Top of Source document
Paul Crotts: Yes, I did.
Mark pleaded guilty to misdemeanor marijuana possession and was put on probation. He never knew it was his father who had turned him in.
And Paul wasn't done - he shut down the taxidermy business and brought his 21-year old son back to town, where he could keep an eye on him, at the furniture store. He didn't like what he saw.
Paul Crotts: I found a bag of marijuana under the seat of his truck. I confronted him. We went out back of the store, and we got in a fistfight.
Paul says he beat Mark more than once - his son pleading with him to stop. And Mark, whenever he could, sneaked away with his friends to the old taxidermy shop.
Keith Morrison: What was this thing that worried you the most about Mark in those days?
Paul Crotts: Findin' him dead or drivin' and hurtin' somebody else, an innocent.
Of course, Paul could not have known - who could? - that two innocents were about to die, steps from Mark's rented barn. That party barn.
Paul would be faced with the ultimate choice - to cast out the son he no longer recognized, the son he could not change, or stand behind him when so few others would.
Paul Crotts: I always said if you play with fire long enough you gonna get burnt. And Mark was playing with the red hot coals.
It was a cold, crisp Saturday morning. Thanksgiving weekend, 1990. Paul Crotts went to his furniture store, as usual. Mark Crotts tracked white tail deer in the woods. On a nearby farmhouse porch, a woman sat crying.
Bottom of Source document
Repeat word for word the passage of the transcript about Paul Crotts and his son Mark that begins with the words containing "Of course, Paul" and ends with "red hot coals.".
Top of Data shown
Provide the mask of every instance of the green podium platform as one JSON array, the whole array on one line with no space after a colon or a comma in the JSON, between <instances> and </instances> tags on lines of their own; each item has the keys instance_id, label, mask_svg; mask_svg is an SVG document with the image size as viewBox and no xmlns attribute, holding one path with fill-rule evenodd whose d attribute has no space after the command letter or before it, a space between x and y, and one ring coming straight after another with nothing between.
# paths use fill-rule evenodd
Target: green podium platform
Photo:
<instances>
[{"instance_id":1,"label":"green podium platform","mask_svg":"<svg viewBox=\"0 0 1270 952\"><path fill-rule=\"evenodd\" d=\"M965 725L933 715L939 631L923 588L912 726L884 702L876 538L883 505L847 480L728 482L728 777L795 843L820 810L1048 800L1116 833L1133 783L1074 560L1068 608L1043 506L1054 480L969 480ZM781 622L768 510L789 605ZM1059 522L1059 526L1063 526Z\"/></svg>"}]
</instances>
Bottom of Data shown
> Output of the task
Of course, Paul could not have known - who could? - that two innocents were about to die, steps from Mark's rented barn. That party barn.
Paul would be faced with the ultimate choice - to cast out the son he no longer recognized, the son he could not change, or stand behind him when so few others would.
Paul Crotts: I always said if you play with fire long enough you gonna get burnt. And Mark was playing with the red hot coals.